Harry Belafonte Eulogizes Ossie Davis


60 years is a long time to know somebody. 60 years is a long time to be hugging somebody and there comes a time when the end begins to evidence itself, that you realize that 60 years is really nothing more than a blink of an eye. Ossie Davis and I have shared a friendship for 60 years. And in our time together, we have seen many peaks and valleys. And in recent time, we observed each other carefully in how we did things. And when we were on a platform to service some community or human need, we would notice in one another that we were not walking today with the same energy and exuberance as we were able to do when we first met. And when would you sit down, we noticed that one another that -- we did so a little more slowly to make sure we didn't invite the nagging ache in the lower back before we were ready to experience it again. And on one such occasion just very short few days ago, Ossie and I, as we have done quite often in this time, began to reflect on not only what we have done but how much time is left to do what we felt we had to do. And he said to me, Harry, if it comes to be that I leave here before you, which is not my intention, nor my expectation, but if that happens, be sure that when you stand before those who are gathered that you don't, for God's sake, put any words in my mouth. I told him that that was not possible. In the 87 years he has lived, he has said just about everything that could be said and did so eloquently. Some things are not possible.

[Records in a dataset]
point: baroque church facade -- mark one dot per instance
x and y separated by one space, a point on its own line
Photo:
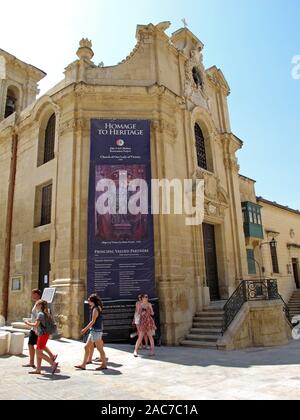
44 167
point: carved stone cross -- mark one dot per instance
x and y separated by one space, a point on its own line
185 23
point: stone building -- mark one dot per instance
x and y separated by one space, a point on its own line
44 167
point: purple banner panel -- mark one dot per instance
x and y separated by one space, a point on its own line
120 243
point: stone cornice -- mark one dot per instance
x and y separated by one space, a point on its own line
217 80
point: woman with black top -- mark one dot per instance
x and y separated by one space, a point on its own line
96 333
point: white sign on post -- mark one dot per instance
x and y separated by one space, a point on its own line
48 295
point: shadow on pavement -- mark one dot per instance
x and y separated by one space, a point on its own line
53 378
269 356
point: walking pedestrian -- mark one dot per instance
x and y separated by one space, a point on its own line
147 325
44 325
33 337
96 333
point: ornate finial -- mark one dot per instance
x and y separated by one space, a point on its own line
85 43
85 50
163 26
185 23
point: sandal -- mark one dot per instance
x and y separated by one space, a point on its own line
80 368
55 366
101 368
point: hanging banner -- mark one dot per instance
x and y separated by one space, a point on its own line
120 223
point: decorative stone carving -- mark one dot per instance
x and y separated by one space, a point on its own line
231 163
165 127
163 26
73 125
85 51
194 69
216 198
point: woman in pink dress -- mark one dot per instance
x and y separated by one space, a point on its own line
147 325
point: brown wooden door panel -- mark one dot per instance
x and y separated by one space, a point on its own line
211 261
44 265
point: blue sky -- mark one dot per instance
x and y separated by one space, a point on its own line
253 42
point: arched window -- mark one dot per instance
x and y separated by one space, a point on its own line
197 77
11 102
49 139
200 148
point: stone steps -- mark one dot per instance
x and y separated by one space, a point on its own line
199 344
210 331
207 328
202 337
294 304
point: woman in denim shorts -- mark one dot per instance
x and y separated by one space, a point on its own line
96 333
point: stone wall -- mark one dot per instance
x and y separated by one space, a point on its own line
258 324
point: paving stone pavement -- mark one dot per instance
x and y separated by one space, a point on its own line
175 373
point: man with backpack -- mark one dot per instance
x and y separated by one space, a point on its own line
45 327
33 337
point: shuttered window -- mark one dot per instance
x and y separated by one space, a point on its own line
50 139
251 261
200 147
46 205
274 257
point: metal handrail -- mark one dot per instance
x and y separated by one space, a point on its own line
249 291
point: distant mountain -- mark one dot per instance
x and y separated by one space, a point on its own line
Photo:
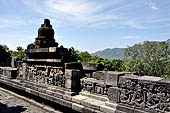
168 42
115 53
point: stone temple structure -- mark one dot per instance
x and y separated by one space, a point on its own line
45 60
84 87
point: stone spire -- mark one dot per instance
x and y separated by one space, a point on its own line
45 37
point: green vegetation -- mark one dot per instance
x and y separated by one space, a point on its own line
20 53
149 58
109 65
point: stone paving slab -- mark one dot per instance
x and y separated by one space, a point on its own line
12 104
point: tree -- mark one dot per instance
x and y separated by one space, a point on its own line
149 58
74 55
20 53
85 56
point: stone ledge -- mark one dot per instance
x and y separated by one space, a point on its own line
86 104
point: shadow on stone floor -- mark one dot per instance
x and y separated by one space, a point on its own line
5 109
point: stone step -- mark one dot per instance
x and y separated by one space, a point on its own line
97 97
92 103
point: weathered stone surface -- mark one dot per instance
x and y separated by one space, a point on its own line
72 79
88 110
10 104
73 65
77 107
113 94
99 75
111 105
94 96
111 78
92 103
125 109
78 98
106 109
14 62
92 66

...

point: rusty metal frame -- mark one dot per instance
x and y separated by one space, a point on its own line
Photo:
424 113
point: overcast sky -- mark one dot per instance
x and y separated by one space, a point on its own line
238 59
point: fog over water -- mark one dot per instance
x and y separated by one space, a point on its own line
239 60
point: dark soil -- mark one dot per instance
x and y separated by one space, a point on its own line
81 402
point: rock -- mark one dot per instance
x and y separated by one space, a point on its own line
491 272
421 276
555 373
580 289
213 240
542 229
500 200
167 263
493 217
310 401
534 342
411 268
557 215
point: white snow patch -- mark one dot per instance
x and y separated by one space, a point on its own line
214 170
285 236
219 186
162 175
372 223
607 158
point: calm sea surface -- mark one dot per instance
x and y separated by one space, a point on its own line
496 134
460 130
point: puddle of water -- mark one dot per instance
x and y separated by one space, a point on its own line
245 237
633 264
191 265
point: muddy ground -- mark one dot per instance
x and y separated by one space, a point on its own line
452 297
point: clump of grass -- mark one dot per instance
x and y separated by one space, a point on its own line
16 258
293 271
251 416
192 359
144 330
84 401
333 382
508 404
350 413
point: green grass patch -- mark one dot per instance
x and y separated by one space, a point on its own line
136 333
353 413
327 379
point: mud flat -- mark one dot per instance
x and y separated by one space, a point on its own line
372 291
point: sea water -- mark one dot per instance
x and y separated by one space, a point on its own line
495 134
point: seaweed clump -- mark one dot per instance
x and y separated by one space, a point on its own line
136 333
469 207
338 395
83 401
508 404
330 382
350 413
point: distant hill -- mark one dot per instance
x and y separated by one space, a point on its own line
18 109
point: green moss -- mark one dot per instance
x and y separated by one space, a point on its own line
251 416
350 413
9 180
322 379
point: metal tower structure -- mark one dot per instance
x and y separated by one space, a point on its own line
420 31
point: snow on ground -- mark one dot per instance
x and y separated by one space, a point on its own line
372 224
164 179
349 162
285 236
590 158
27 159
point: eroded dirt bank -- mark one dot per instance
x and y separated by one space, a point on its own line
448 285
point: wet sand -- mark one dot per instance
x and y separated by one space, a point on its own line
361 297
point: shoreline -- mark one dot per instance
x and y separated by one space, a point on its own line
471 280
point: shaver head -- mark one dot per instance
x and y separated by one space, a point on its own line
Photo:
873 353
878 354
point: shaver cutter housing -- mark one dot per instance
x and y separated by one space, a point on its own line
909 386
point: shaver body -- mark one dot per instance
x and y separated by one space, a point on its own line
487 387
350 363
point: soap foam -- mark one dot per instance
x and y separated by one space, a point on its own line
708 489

* * *

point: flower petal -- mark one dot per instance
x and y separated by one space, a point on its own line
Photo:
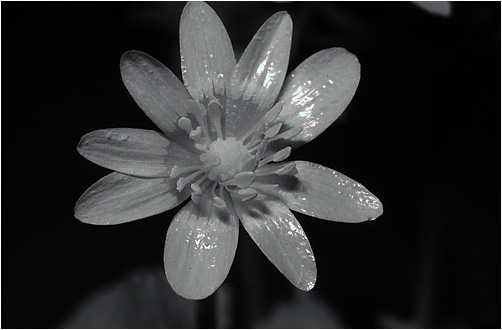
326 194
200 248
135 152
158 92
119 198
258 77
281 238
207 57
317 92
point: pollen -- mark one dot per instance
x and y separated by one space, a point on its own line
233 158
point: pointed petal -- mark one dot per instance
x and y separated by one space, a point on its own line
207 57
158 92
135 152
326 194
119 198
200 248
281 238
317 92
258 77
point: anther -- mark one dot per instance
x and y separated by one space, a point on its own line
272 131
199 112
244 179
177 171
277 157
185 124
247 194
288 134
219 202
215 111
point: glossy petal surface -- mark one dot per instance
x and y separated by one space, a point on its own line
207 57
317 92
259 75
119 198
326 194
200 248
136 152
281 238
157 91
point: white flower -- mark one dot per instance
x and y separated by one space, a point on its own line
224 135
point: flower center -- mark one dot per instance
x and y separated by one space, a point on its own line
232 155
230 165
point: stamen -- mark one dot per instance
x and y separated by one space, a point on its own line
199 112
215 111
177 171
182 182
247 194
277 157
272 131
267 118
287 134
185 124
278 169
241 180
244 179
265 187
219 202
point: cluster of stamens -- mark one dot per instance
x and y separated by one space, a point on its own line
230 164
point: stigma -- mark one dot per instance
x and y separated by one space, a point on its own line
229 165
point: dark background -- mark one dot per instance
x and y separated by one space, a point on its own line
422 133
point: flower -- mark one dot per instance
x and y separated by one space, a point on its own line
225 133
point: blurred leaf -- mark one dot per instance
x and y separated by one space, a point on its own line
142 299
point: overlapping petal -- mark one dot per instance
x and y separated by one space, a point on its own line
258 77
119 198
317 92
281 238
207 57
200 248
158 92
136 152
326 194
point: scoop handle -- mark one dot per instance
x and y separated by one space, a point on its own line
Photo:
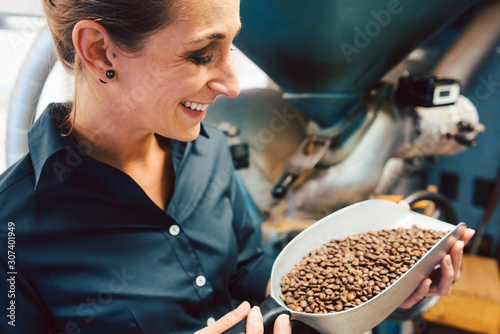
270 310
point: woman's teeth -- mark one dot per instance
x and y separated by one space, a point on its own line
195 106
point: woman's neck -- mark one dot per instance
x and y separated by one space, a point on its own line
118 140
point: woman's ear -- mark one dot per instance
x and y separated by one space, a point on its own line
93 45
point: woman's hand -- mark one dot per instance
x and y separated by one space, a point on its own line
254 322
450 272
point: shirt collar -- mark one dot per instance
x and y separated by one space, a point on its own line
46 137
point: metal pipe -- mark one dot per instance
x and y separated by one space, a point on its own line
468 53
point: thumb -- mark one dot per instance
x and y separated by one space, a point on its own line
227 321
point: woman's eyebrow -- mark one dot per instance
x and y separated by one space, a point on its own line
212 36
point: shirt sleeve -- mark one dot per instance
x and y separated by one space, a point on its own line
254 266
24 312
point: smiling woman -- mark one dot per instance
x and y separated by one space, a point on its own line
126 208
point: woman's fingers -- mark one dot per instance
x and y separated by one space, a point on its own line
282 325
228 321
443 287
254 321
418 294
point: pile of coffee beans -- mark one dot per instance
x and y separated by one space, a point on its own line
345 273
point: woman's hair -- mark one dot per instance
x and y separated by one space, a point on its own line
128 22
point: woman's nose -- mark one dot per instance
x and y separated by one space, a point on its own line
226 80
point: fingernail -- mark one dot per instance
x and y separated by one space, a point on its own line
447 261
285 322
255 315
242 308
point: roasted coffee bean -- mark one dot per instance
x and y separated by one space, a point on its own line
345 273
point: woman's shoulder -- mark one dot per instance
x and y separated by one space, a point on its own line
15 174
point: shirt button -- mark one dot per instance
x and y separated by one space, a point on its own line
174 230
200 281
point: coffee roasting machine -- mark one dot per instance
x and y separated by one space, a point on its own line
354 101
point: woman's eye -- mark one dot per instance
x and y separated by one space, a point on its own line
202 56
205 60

**Tasks and exercises**
1. Please count the lines of the records that contain the word "water" and give only that number.
2. Continue the eulogy for Ossie Davis from the point where it stops.

**Answers given**
1. 3

2.
Words cannot be shaped to sufficiently soften the grief that many of us are feeling of the loss of our beloved Raiford Chatman Davis. His passing is no simple loss. The vastness of his being that he so humbly contained, can only now be revealed. Only with passing do we begin to truly sense how profound a force he was, and remains. All people embraced him, as he embraced all people. But he held a special place in the heart and soul of black folk and the poor. He was of them. He came from them. And from birth until death, he was always in the midst of their everything. Among many gifts mastered, he was foremost a master of language. He understood the power of words and used them to articulate our deepest hope for the fulfillment of our oneness, with all humanity. Ossie Davis was born into a time of great promise. And guided by his fervent dedication to justice. He wasted no opportunity in defending the causes of the poor, the humiliated, the oppressed. He embraced the greatest forces of our time -- Paul Robeson, Dr. W.E.B. DuBois, Eleanor Roosevelt, A. Philip Randolph, Fanny Lou Hamer, Ella Baker, Thurgood Marshall, Dr. Martin Luther King, Jr., Nelson Mandela, and so many, many more. At a time of one of our most anxious and conflicted moments when our America was torn apart by seething issues of race, Ossie paused at the tomb of one of our noblest warriors, and in the eulogy he delivered insured that history would clearly understand the voice of black people, and what Malcolm X meant to us and the cause of the African and the African-American struggle for freedom. When many of our greatest warriors were most reviled, he championed to them and our cause. With history as witness, and his uncompromising allegiance to truth, Ossie Davis stands validated and revered.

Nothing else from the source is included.